Accompanying psychotherapy for ketamine treatment is not covered by US insurance policies, as things stand. Over here in the UK its benefits aren’t exactly stressed by, for example, London’s Safe Minds. Besides haven’t we all gone round in circles with our psychotherapists enough by now?

“Patients might struggle with things coming up that conflict with their established beliefs”

Compass Pathways exec, psychiatrist and ketamine veteran Dr Steve Levine, who’s treated over 6,000 people with 60,000 infusions, urges caution over ketamine’s efficiency without therapy, and shakes his head over standards on the off-label scene. One Vital student who tried out their local K-clinic said he was very much left to his own devices. “It didn't necessarily engage in what I would consider best practices, preparation and integration, stuff like that,” he tells Veronika in her Vital lecture Q&A, “During the higher doses, I would get lost. I wouldn't know where it was, what was going on, or I just didn't have any sort of focal point, even with the music.”

A study group fellow on a series of ketamine treatments tells me anecdotally, “You get what you pay for.” Veronika is of course appalled at rookies being left alone in drab treatment rooms. Attention is important for first-timers especially, she says. 

Most of all Veronica’s own Ketamine Assisted Therapy (KAP) program stresses flexibility. “The medicine may be too much for psychedelic therapy where they process internally, so you lower the dose and try a psycolitic approach with talk therapy while they are under a lighter influence. Or the patient could pull back from a shamanic experience where they confront the trauma, to discuss insights on a transpersonal level. They might struggle with that as things are coming up that conflict with their established beliefs.”

It seems clinic staff need to stay light on their feet.

“It was exciting to see that for some people, home treatment worked better”

And, prepared.

“We have a long intake questionnaire, we as well ask about trans-generation trauma, we ask about their birth process, we ask about you know relationships in their life, we're asking about religious and spiritual history, discuss how they may want to be held,” says Veronika. Screening patients is key to unproductively disturbing scenes. “We have though, had referrals asking for the medicinal treatment alone who’ve had a difficult time and needed attention,” she warns. 

“We see people moving a lot, kicking, pushing, shaking off trauma physically,” says Veronika, “patients subconsciously feel more able to do this when they‘re not connected to the IV, so switching administrations can be useful too.”

Supplied records:
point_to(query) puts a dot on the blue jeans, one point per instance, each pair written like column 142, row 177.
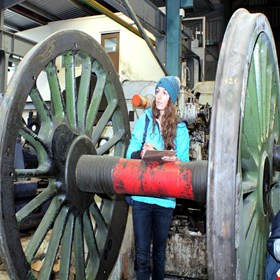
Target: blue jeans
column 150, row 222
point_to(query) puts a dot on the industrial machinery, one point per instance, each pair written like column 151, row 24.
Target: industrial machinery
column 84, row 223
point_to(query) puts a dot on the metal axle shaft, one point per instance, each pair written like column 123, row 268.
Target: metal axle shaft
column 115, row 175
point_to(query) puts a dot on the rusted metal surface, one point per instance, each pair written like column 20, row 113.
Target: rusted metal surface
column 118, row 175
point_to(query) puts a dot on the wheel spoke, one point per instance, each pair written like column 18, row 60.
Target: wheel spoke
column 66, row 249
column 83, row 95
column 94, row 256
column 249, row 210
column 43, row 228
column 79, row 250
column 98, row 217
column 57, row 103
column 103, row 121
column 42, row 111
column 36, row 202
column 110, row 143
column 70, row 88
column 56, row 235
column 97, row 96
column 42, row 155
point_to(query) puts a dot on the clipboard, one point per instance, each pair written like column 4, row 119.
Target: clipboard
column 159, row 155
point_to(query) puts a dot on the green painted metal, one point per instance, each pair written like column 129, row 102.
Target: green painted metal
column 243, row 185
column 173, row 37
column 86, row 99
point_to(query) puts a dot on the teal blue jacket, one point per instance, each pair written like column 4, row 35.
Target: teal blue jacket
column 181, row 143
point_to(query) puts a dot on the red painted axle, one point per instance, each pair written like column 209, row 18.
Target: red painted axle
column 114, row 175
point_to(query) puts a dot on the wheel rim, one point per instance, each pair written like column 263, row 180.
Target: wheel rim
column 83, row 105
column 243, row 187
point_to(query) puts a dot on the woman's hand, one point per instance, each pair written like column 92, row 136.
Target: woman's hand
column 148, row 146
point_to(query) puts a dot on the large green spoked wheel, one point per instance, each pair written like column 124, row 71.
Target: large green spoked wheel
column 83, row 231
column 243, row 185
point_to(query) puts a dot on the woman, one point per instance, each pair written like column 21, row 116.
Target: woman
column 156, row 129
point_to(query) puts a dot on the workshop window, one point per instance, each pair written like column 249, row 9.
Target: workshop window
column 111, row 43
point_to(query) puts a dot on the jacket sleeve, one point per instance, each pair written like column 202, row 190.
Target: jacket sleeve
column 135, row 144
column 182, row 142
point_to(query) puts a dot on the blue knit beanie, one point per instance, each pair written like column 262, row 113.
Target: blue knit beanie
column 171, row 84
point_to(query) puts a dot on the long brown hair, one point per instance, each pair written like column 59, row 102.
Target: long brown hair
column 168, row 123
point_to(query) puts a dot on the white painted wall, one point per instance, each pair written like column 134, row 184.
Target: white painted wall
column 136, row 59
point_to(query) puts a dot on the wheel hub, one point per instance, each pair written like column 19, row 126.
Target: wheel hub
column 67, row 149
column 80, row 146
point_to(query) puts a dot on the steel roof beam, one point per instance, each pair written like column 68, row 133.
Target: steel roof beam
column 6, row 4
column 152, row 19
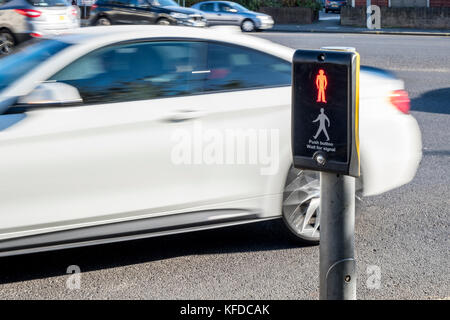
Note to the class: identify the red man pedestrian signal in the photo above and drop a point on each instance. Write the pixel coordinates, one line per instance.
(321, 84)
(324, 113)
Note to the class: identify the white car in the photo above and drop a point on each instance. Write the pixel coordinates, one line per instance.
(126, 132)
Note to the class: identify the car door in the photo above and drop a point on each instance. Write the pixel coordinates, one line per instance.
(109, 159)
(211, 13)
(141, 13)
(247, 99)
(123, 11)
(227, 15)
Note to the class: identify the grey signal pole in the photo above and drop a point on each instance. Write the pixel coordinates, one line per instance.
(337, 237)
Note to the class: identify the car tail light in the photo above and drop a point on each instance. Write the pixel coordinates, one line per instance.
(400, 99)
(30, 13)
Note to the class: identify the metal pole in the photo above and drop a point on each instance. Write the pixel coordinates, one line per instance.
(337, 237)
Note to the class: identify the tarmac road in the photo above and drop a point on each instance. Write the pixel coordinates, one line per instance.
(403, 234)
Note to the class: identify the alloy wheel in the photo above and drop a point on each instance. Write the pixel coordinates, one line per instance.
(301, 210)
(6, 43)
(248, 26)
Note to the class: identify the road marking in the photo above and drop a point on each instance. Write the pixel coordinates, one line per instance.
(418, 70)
...
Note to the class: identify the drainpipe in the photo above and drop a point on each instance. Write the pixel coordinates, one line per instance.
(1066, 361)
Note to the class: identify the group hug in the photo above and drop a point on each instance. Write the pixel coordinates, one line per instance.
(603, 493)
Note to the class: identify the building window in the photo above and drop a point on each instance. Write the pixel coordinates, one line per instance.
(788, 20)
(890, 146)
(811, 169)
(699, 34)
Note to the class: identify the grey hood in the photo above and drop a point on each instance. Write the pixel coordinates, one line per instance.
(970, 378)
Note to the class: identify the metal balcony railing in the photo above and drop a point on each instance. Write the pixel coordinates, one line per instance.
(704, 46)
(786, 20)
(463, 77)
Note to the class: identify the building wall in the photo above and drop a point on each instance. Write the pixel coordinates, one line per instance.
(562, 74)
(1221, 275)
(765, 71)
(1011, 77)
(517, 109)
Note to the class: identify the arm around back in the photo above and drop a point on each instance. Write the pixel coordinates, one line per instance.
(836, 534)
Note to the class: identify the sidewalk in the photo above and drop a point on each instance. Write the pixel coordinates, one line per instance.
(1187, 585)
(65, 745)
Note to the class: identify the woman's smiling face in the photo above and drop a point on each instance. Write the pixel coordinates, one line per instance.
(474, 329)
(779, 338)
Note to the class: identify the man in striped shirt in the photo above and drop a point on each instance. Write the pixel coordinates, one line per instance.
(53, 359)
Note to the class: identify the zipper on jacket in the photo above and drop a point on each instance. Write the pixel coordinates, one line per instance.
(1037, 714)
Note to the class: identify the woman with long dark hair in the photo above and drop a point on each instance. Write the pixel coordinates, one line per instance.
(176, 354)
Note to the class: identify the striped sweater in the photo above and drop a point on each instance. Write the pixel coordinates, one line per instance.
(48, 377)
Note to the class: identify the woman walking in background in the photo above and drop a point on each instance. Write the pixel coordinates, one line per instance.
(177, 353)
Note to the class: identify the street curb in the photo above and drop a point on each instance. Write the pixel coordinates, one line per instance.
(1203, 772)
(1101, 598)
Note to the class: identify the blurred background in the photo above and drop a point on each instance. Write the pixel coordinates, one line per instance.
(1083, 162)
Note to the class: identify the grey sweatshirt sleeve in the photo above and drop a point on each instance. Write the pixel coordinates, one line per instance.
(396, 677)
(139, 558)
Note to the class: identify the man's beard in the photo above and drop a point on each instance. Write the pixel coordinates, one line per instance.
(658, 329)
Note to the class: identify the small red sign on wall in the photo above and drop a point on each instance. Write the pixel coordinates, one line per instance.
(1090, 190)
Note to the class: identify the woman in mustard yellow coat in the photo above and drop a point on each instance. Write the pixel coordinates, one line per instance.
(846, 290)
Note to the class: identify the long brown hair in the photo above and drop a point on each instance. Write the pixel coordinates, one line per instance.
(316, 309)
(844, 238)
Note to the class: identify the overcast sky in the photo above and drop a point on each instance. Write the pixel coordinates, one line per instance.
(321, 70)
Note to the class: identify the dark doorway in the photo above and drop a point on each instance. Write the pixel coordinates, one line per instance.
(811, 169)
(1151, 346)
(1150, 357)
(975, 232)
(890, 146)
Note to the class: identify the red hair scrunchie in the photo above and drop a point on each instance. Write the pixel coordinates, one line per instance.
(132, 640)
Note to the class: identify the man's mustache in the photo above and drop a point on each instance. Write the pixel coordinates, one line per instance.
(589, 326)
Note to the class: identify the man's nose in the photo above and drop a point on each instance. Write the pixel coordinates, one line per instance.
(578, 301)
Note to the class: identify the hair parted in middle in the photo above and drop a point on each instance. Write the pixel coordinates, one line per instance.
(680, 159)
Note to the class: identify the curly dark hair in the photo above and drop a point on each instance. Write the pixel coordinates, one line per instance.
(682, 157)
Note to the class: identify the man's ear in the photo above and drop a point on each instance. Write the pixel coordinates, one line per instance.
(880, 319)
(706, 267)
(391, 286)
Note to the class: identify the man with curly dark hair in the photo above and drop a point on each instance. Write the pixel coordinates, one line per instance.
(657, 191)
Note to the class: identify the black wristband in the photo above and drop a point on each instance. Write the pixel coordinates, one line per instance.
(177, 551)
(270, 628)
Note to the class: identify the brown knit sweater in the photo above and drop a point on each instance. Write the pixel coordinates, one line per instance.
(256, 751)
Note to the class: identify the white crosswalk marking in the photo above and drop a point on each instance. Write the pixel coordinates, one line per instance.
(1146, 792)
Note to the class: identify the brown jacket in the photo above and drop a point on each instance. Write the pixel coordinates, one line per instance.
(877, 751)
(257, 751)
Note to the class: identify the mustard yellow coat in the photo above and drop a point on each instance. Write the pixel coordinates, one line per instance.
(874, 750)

Task instructions:
• a. In the ketamine therapy passage, how many people is Dr Steve Levine said to have treated?
• b. Output everything in the ketamine therapy passage from "A study group" down to "especially, she says.".

Solved problems:
• a. Over 6,000 people, with 60,000 infusions.

• b.
A study group fellow on a series of ketamine treatments tells me anecdotally, “You get what you pay for.” Veronika is of course appalled at rookies being left alone in drab treatment rooms. Attention is important for first-timers especially, she says.